#### Quellauszug
Der rechtliche Rahmen

165 Staaten haben inzwischen die UN-Konvention zum Meeresrecht (Unclos) ratifiziert. Die USA gehören als einer der wenigen Staaten nicht zu den Zeichnern der Konvention. Die erste Konferenz über das globale Fischereimanagement, die Frage, wie groß die Zugriffszonen der Küstenstaaten sein dürften, und wer die Kontinentalsockel nutzen darf, fand schon 1956 statt. Der Anlass war die sogenannte Truman-Deklaration. Der damalige amerikanische Präsident dehnte den Rechtsrahmen über die natürlichen Ressourcen auf den Kontinentalsockel aus. Von 1946 bis 1950 vergrößterten Argentinien, Chile, Peru und Ecuador ihre Ausschließlichen Wirtschaftszonen auf 200 Seemeilen – sie wollten sich so den Zugriff auf die lukrativen Fischschwärme sichern, die entlang der Humboldt-Strömung vorkamen.

#### Kurze Aufgabe 1
Zähle bitte die Zeilen der Einträge, in denen die Zeichenfolge „spectator“ vorkommt. Gib nur die Anzahl an.

#### Einträge
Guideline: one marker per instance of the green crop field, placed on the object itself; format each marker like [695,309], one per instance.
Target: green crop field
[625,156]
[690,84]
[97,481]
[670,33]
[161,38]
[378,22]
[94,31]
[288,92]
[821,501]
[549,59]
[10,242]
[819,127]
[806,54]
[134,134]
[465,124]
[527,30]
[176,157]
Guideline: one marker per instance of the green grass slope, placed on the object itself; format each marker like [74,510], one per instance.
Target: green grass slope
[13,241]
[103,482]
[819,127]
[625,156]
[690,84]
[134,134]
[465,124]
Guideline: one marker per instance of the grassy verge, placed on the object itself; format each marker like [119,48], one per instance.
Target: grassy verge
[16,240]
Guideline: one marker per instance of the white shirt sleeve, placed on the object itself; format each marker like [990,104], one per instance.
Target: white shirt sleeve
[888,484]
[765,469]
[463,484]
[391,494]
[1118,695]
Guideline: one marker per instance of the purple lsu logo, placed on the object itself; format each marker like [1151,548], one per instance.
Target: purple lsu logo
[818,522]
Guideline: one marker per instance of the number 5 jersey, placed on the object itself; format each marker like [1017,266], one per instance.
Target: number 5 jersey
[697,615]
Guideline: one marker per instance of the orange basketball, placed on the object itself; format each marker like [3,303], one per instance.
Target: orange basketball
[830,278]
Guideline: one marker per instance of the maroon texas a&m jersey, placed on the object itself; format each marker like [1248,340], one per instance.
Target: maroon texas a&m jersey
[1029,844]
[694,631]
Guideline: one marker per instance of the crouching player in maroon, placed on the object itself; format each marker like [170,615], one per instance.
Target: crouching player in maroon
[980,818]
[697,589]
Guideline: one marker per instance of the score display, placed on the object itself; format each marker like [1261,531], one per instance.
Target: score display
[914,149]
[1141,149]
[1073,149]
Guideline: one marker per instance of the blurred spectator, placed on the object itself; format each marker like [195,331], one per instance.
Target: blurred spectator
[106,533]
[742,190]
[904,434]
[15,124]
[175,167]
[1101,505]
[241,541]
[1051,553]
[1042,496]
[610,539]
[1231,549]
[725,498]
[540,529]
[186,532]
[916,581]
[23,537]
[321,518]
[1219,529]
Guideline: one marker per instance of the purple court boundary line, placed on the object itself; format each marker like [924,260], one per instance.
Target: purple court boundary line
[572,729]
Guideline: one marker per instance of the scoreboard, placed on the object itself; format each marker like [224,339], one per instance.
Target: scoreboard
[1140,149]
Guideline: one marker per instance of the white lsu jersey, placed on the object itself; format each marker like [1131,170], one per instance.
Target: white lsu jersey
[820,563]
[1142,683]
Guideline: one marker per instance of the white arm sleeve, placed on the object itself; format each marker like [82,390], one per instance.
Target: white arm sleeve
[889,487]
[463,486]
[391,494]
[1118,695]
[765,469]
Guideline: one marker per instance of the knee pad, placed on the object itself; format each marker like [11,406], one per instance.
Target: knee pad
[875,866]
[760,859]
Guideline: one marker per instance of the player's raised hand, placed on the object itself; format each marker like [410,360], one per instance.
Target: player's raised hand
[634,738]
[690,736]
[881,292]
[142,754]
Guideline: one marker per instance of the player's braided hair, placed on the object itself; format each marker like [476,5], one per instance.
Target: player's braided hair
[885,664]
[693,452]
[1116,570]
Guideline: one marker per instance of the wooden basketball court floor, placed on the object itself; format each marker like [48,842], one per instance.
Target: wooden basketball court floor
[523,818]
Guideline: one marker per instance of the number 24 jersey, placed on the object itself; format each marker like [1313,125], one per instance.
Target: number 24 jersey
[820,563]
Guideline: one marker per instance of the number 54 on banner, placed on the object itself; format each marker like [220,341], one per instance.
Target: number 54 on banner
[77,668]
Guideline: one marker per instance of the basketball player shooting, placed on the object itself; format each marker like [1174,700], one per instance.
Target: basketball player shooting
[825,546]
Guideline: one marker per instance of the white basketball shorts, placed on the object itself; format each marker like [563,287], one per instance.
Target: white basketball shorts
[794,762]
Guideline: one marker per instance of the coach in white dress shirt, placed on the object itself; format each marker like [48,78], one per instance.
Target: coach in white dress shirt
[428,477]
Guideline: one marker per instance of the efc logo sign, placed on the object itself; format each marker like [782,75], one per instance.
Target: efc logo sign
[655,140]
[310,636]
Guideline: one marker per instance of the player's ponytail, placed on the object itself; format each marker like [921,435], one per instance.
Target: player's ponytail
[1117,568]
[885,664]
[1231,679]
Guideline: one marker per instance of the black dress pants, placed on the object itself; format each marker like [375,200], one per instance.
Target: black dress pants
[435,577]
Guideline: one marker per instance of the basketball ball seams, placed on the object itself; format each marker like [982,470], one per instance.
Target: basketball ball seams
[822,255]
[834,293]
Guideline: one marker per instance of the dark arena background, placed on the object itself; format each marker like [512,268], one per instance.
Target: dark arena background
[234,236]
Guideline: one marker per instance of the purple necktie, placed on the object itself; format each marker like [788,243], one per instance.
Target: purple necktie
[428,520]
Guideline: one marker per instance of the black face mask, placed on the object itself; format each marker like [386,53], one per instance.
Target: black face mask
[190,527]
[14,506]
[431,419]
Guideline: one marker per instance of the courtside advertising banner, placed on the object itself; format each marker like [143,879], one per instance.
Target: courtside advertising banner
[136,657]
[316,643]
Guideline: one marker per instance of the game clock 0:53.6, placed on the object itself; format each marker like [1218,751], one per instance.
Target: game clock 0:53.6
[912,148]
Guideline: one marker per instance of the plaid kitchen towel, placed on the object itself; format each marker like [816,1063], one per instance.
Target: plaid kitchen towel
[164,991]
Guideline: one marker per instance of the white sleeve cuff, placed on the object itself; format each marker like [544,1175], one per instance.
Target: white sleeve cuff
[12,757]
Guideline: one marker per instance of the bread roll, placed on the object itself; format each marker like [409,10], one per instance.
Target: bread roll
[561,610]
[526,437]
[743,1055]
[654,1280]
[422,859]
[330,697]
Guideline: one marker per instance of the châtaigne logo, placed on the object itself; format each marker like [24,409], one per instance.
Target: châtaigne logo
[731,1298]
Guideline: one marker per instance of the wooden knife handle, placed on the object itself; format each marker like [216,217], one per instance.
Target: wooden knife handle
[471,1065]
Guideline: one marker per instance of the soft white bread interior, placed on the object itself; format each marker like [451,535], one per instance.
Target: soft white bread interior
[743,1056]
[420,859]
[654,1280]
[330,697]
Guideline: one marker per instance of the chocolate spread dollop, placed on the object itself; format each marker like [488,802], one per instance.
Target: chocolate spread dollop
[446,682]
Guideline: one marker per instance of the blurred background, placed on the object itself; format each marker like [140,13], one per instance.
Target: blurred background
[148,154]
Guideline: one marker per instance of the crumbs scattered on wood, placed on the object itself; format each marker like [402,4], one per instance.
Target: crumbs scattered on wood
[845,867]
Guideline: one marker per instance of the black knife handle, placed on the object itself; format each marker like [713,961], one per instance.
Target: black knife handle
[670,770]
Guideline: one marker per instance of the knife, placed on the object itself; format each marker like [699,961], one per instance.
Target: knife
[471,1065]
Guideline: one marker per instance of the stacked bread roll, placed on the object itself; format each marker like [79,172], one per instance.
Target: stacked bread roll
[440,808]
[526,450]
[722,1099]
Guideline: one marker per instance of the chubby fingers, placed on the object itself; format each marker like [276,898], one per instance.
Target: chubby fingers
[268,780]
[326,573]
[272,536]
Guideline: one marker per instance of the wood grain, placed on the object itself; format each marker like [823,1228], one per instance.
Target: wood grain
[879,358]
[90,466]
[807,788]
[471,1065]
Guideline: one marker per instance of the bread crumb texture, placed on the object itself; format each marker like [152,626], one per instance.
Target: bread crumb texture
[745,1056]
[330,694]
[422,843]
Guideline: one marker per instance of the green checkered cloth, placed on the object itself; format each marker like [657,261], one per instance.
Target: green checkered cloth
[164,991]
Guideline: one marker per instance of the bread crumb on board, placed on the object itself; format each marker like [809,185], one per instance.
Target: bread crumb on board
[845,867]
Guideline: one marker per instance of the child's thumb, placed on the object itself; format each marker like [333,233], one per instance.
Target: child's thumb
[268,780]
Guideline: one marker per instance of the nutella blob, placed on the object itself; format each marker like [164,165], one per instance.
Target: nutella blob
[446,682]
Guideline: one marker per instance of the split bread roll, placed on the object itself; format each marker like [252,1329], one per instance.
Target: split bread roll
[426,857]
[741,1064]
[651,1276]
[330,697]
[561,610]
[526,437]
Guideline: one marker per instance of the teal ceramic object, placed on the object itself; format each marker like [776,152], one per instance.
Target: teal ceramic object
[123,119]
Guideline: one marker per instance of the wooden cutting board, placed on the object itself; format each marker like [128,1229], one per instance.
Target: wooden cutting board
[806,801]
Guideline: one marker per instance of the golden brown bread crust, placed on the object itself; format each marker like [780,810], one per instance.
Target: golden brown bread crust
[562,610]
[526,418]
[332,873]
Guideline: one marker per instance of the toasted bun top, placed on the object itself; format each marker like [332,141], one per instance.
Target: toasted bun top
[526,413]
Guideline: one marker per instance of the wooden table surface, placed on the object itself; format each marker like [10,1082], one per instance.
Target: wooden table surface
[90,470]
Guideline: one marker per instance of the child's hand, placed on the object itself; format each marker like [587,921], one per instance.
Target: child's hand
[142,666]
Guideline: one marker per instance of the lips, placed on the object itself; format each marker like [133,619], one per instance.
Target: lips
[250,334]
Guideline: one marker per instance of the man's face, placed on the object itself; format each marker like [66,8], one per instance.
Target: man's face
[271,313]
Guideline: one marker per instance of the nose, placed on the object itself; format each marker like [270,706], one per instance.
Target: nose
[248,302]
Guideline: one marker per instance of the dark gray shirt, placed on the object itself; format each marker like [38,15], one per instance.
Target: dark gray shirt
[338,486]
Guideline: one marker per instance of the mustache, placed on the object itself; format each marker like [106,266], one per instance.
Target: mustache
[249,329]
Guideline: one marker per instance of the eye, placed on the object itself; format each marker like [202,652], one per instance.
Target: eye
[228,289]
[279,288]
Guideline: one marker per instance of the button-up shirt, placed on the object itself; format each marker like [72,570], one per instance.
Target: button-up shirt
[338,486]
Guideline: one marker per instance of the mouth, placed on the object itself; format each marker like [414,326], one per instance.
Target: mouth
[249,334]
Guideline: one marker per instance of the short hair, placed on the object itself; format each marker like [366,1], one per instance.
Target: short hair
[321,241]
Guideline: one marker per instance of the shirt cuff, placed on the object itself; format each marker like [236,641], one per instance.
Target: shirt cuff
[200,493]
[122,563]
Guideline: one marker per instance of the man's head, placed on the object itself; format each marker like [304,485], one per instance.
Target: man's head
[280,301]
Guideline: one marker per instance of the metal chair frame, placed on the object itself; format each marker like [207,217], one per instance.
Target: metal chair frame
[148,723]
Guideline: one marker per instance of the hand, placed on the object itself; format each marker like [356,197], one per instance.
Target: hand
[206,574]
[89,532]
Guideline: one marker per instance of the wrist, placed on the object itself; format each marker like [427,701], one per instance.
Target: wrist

#### Kurze Aufgabe 2
In welchem Jahr fand laut dem Auszug zum Meeresrecht die erste Konferenz über das globale Fischereimanagement statt?

#### Erwartete Ausgabe 1
2

#### Erwartete Ausgabe 2
1956